→ EXERCISE
Report each line of the material below that contains the string "paper", copying every such line in full.

→ PROVIDED ENTRIES
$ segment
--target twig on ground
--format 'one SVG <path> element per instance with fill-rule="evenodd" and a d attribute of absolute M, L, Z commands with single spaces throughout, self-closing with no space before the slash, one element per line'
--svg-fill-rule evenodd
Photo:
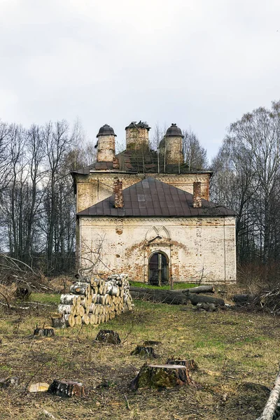
<path fill-rule="evenodd" d="M 126 401 L 126 403 L 127 403 L 127 410 L 130 410 L 130 403 L 129 403 L 128 400 L 127 398 L 127 396 L 125 394 L 123 394 L 123 395 L 125 396 L 125 401 Z"/>
<path fill-rule="evenodd" d="M 80 331 L 82 330 L 83 326 L 83 324 L 82 324 L 82 325 L 80 326 L 80 330 L 78 330 L 78 335 L 77 335 L 78 342 L 78 343 L 79 343 L 80 344 L 80 340 L 79 335 L 80 335 Z"/>
<path fill-rule="evenodd" d="M 55 417 L 55 416 L 53 416 L 51 413 L 50 413 L 50 412 L 47 411 L 46 410 L 43 410 L 42 411 L 42 413 L 45 414 L 45 416 L 48 419 L 52 419 L 52 420 L 56 420 L 56 417 Z"/>

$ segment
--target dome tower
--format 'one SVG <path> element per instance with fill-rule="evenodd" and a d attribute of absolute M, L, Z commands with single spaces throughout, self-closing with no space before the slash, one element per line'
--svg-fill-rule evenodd
<path fill-rule="evenodd" d="M 113 128 L 105 124 L 100 127 L 97 137 L 97 162 L 113 162 L 115 158 L 115 134 Z"/>
<path fill-rule="evenodd" d="M 172 123 L 160 144 L 160 153 L 165 154 L 166 164 L 183 163 L 183 137 L 181 130 Z"/>

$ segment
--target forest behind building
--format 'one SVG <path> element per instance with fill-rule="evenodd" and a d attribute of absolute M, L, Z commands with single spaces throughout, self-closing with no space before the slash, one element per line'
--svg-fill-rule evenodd
<path fill-rule="evenodd" d="M 164 133 L 157 126 L 150 136 L 150 148 L 158 153 Z M 211 200 L 237 213 L 239 276 L 250 272 L 260 281 L 276 279 L 280 271 L 280 102 L 231 124 L 211 164 L 197 136 L 190 129 L 183 135 L 189 170 L 213 171 Z M 94 145 L 78 122 L 26 128 L 0 121 L 2 255 L 48 275 L 75 272 L 76 200 L 70 172 L 94 162 Z M 117 144 L 117 148 L 125 147 Z"/>

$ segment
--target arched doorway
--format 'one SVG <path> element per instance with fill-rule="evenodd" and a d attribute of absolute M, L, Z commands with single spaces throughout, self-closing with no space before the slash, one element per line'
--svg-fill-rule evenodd
<path fill-rule="evenodd" d="M 148 283 L 153 286 L 169 283 L 168 259 L 162 252 L 155 253 L 149 258 Z"/>

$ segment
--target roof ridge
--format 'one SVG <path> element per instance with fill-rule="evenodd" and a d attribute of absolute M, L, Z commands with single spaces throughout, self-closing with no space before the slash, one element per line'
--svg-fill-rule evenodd
<path fill-rule="evenodd" d="M 146 184 L 146 185 L 145 185 Z M 162 188 L 158 188 L 158 187 Z M 124 206 L 113 206 L 113 193 L 77 214 L 77 216 L 194 217 L 235 216 L 223 206 L 202 200 L 202 206 L 192 206 L 192 194 L 153 176 L 146 176 L 122 190 Z"/>

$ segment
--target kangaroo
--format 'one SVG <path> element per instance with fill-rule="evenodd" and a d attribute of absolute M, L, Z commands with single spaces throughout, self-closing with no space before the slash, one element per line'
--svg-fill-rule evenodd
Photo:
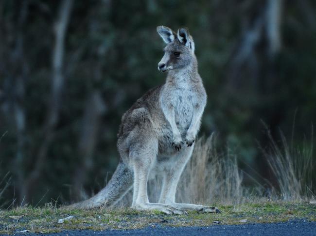
<path fill-rule="evenodd" d="M 115 204 L 133 188 L 132 207 L 167 214 L 186 210 L 220 213 L 216 207 L 176 203 L 176 190 L 190 158 L 207 95 L 198 72 L 194 43 L 187 28 L 177 33 L 165 26 L 157 31 L 166 44 L 158 69 L 167 72 L 164 84 L 148 91 L 123 115 L 118 134 L 121 158 L 107 186 L 92 198 L 71 206 L 91 208 Z M 147 192 L 152 171 L 163 173 L 158 203 Z"/>

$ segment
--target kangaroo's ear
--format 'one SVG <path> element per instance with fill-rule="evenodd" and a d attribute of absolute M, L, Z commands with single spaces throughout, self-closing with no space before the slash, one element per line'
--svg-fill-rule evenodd
<path fill-rule="evenodd" d="M 175 33 L 171 29 L 160 25 L 157 26 L 157 32 L 166 44 L 171 43 L 175 40 Z"/>
<path fill-rule="evenodd" d="M 189 29 L 187 27 L 181 27 L 178 30 L 177 33 L 178 39 L 180 43 L 188 47 L 194 52 L 195 46 L 193 38 L 190 35 Z"/>

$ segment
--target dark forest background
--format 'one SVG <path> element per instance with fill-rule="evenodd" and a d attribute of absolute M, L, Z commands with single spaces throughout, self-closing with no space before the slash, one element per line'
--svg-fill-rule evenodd
<path fill-rule="evenodd" d="M 1 0 L 0 205 L 78 201 L 105 186 L 121 117 L 164 81 L 160 25 L 189 28 L 208 95 L 199 135 L 216 132 L 245 185 L 275 182 L 267 132 L 312 148 L 314 0 Z"/>

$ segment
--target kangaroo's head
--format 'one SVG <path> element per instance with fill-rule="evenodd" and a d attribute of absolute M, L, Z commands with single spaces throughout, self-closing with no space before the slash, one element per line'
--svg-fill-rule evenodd
<path fill-rule="evenodd" d="M 158 69 L 164 72 L 179 69 L 191 64 L 196 60 L 193 39 L 186 27 L 179 28 L 177 33 L 166 26 L 157 27 L 157 32 L 167 44 L 164 55 L 158 63 Z"/>

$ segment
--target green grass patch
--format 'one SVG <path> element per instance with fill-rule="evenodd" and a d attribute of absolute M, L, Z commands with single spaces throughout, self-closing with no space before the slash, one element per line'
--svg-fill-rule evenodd
<path fill-rule="evenodd" d="M 291 220 L 316 221 L 316 205 L 304 203 L 247 203 L 218 205 L 221 214 L 166 215 L 157 211 L 140 211 L 129 208 L 89 210 L 66 210 L 53 207 L 17 208 L 0 211 L 0 234 L 13 234 L 29 230 L 34 233 L 53 233 L 67 230 L 136 229 L 156 227 L 210 226 L 217 224 L 241 224 L 272 223 Z M 58 220 L 68 216 L 71 220 L 58 224 Z"/>

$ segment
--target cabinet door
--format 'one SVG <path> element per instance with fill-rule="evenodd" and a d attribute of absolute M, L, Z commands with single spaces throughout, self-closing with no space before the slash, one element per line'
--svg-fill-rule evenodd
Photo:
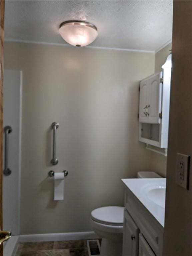
<path fill-rule="evenodd" d="M 124 211 L 123 256 L 138 256 L 139 228 L 126 209 Z"/>
<path fill-rule="evenodd" d="M 139 256 L 155 256 L 143 236 L 139 234 Z"/>
<path fill-rule="evenodd" d="M 141 123 L 148 122 L 146 108 L 148 106 L 149 82 L 148 80 L 146 80 L 140 83 L 139 121 Z"/>
<path fill-rule="evenodd" d="M 149 80 L 149 100 L 148 101 L 148 122 L 150 124 L 160 124 L 159 114 L 161 111 L 162 96 L 162 72 L 151 77 Z"/>

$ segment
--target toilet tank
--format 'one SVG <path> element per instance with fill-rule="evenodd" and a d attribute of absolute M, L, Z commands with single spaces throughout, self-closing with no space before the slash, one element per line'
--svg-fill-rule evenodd
<path fill-rule="evenodd" d="M 138 172 L 137 178 L 162 178 L 162 177 L 154 172 Z"/>

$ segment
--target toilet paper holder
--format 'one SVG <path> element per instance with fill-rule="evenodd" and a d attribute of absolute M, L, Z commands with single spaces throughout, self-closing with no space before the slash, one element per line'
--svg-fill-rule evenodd
<path fill-rule="evenodd" d="M 63 171 L 63 172 L 64 173 L 64 176 L 66 177 L 68 175 L 68 172 L 67 171 Z M 54 171 L 49 171 L 48 173 L 48 175 L 50 177 L 53 177 L 55 175 L 55 172 Z"/>

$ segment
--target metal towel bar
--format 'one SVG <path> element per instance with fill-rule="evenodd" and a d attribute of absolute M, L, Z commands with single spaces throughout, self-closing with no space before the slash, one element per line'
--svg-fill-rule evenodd
<path fill-rule="evenodd" d="M 63 172 L 64 173 L 64 176 L 65 177 L 68 175 L 68 172 L 67 171 L 63 171 Z M 48 175 L 50 177 L 53 177 L 55 175 L 55 172 L 54 171 L 49 171 L 48 173 Z"/>
<path fill-rule="evenodd" d="M 56 131 L 59 126 L 59 124 L 55 122 L 53 123 L 51 125 L 51 127 L 53 130 L 53 158 L 51 160 L 51 163 L 53 165 L 56 165 L 58 163 L 58 159 L 56 158 Z"/>

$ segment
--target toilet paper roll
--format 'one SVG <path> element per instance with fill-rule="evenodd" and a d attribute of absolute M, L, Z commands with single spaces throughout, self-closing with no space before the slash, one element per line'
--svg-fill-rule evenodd
<path fill-rule="evenodd" d="M 55 172 L 54 175 L 54 200 L 64 199 L 64 173 Z"/>

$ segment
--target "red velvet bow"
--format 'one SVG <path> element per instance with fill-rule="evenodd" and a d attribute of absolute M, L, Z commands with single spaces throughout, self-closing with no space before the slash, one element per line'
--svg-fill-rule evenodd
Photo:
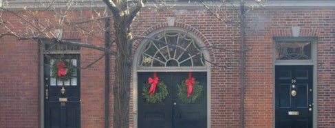
<path fill-rule="evenodd" d="M 152 94 L 155 92 L 155 90 L 156 89 L 156 85 L 158 83 L 158 77 L 157 77 L 157 73 L 153 73 L 153 78 L 149 77 L 148 79 L 149 84 L 151 84 L 150 86 L 150 89 L 149 90 L 148 94 Z"/>
<path fill-rule="evenodd" d="M 191 94 L 192 93 L 192 84 L 195 84 L 195 79 L 192 77 L 192 73 L 191 72 L 188 73 L 188 79 L 185 80 L 185 84 L 186 84 L 186 89 L 187 89 L 187 97 L 189 97 Z"/>
<path fill-rule="evenodd" d="M 58 68 L 57 75 L 58 77 L 65 76 L 65 64 L 64 63 L 64 62 L 58 62 L 56 64 L 56 66 Z"/>

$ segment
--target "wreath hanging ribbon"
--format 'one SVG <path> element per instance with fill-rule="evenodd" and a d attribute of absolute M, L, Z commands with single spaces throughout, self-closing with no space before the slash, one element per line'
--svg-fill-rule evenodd
<path fill-rule="evenodd" d="M 64 62 L 58 62 L 56 64 L 56 66 L 58 68 L 57 76 L 58 77 L 65 76 L 65 64 L 64 63 Z"/>
<path fill-rule="evenodd" d="M 150 89 L 149 90 L 149 92 L 148 92 L 148 94 L 153 94 L 153 93 L 155 93 L 155 90 L 156 89 L 156 86 L 157 86 L 157 84 L 158 83 L 158 77 L 157 77 L 157 73 L 153 73 L 153 77 L 151 78 L 151 77 L 149 77 L 148 79 L 148 83 L 151 84 L 151 86 L 150 86 Z"/>
<path fill-rule="evenodd" d="M 153 77 L 148 78 L 142 90 L 142 95 L 148 103 L 161 103 L 169 94 L 166 85 L 160 80 L 156 73 L 153 73 Z"/>
<path fill-rule="evenodd" d="M 57 80 L 66 81 L 72 77 L 75 73 L 75 66 L 72 65 L 71 60 L 55 60 L 51 66 L 52 77 Z"/>
<path fill-rule="evenodd" d="M 182 103 L 196 103 L 202 97 L 203 86 L 188 73 L 188 77 L 182 80 L 178 86 L 179 99 Z"/>
<path fill-rule="evenodd" d="M 192 73 L 188 72 L 188 79 L 185 80 L 185 84 L 186 84 L 187 90 L 187 97 L 189 97 L 191 94 L 192 94 L 193 86 L 192 84 L 195 83 L 195 79 L 192 77 Z"/>

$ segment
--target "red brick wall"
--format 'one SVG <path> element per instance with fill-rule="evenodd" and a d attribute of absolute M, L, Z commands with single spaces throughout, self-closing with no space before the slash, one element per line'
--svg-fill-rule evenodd
<path fill-rule="evenodd" d="M 224 20 L 231 16 L 236 19 L 236 12 L 217 12 Z M 228 13 L 228 16 L 226 13 Z M 198 36 L 208 50 L 212 65 L 210 88 L 211 127 L 239 127 L 240 109 L 239 88 L 239 25 L 226 23 L 204 10 L 144 10 L 134 25 L 141 30 L 137 35 L 147 36 L 158 29 L 169 27 L 167 18 L 175 18 L 173 27 Z M 138 44 L 135 44 L 137 46 Z M 134 48 L 136 49 L 136 48 Z M 209 108 L 208 108 L 209 109 Z"/>
<path fill-rule="evenodd" d="M 36 43 L 0 38 L 0 127 L 39 127 Z"/>
<path fill-rule="evenodd" d="M 211 127 L 235 128 L 240 126 L 241 42 L 238 14 L 235 11 L 225 10 L 216 12 L 224 21 L 233 19 L 233 22 L 218 20 L 204 9 L 147 9 L 143 10 L 137 17 L 133 27 L 135 28 L 135 36 L 147 36 L 158 29 L 167 27 L 167 18 L 175 17 L 173 27 L 193 32 L 199 36 L 206 46 L 213 47 L 208 49 L 210 61 L 222 66 L 211 66 L 211 79 L 209 79 L 212 90 L 210 99 Z M 76 13 L 90 14 L 89 11 Z M 273 127 L 272 37 L 292 36 L 290 28 L 292 26 L 301 27 L 301 36 L 318 37 L 318 99 L 314 101 L 318 104 L 318 127 L 335 126 L 335 105 L 333 105 L 335 104 L 334 14 L 334 9 L 273 8 L 253 10 L 247 14 L 246 127 Z M 69 16 L 80 21 L 79 18 L 76 17 L 78 15 Z M 21 25 L 18 24 L 18 26 Z M 77 30 L 67 27 L 64 37 L 68 39 L 80 38 L 85 42 L 103 45 L 101 29 L 95 29 L 90 34 L 83 34 Z M 134 44 L 134 51 L 138 43 L 137 42 Z M 80 52 L 82 66 L 92 62 L 103 53 L 85 48 L 81 49 Z M 39 118 L 38 56 L 36 42 L 18 41 L 11 38 L 0 38 L 0 127 L 39 127 L 41 119 Z M 111 57 L 111 127 L 113 121 L 113 63 L 114 57 Z M 103 127 L 104 60 L 87 69 L 82 69 L 80 78 L 82 127 Z M 132 110 L 130 114 L 130 125 L 132 127 Z"/>
<path fill-rule="evenodd" d="M 270 127 L 273 120 L 272 43 L 274 36 L 316 36 L 318 127 L 335 126 L 334 9 L 272 9 L 247 15 L 246 127 Z M 333 100 L 332 100 L 333 99 Z"/>

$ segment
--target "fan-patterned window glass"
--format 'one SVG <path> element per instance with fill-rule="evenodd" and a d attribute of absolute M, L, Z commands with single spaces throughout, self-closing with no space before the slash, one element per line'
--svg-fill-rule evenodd
<path fill-rule="evenodd" d="M 166 31 L 149 39 L 140 66 L 144 67 L 204 66 L 203 51 L 186 33 Z"/>
<path fill-rule="evenodd" d="M 309 60 L 312 59 L 312 43 L 310 42 L 276 42 L 276 60 Z"/>

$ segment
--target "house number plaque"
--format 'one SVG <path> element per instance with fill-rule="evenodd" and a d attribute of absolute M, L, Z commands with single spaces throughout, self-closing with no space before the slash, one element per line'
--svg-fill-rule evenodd
<path fill-rule="evenodd" d="M 292 91 L 291 91 L 291 95 L 292 95 L 292 97 L 295 97 L 295 96 L 296 95 L 296 90 L 292 90 Z"/>

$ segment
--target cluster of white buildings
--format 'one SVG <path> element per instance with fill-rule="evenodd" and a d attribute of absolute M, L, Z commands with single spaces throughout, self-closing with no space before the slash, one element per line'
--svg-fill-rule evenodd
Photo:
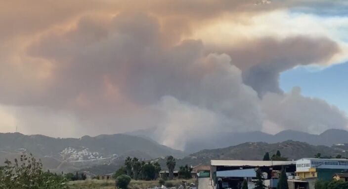
<path fill-rule="evenodd" d="M 60 153 L 64 159 L 70 161 L 82 161 L 102 159 L 103 156 L 98 152 L 89 152 L 87 149 L 79 150 L 74 148 L 66 148 Z"/>

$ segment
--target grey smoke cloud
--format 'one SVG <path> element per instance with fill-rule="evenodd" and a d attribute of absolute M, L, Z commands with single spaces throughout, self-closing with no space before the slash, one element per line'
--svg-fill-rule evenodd
<path fill-rule="evenodd" d="M 0 45 L 6 50 L 0 52 L 0 87 L 6 89 L 0 92 L 0 110 L 14 107 L 15 124 L 26 133 L 55 136 L 156 126 L 159 142 L 181 150 L 217 131 L 264 130 L 269 123 L 310 132 L 347 128 L 347 116 L 337 108 L 296 90 L 284 93 L 278 83 L 281 72 L 326 64 L 339 53 L 340 46 L 328 37 L 259 36 L 227 47 L 181 39 L 223 12 L 248 17 L 284 4 L 164 1 L 135 10 L 118 1 L 73 6 L 78 13 L 66 7 L 65 16 L 57 13 L 18 33 L 3 32 L 2 36 L 30 40 L 19 49 L 13 40 L 5 41 L 13 48 Z M 187 3 L 198 6 L 191 11 Z M 57 29 L 49 21 L 68 26 Z M 18 54 L 21 58 L 14 58 Z M 59 127 L 61 132 L 49 131 Z"/>

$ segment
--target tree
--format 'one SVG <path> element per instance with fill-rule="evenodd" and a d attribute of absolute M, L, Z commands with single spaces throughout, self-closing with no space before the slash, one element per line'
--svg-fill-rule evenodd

→ ANSWER TO THIS EXERCISE
--target toilet paper holder
--target toilet paper roll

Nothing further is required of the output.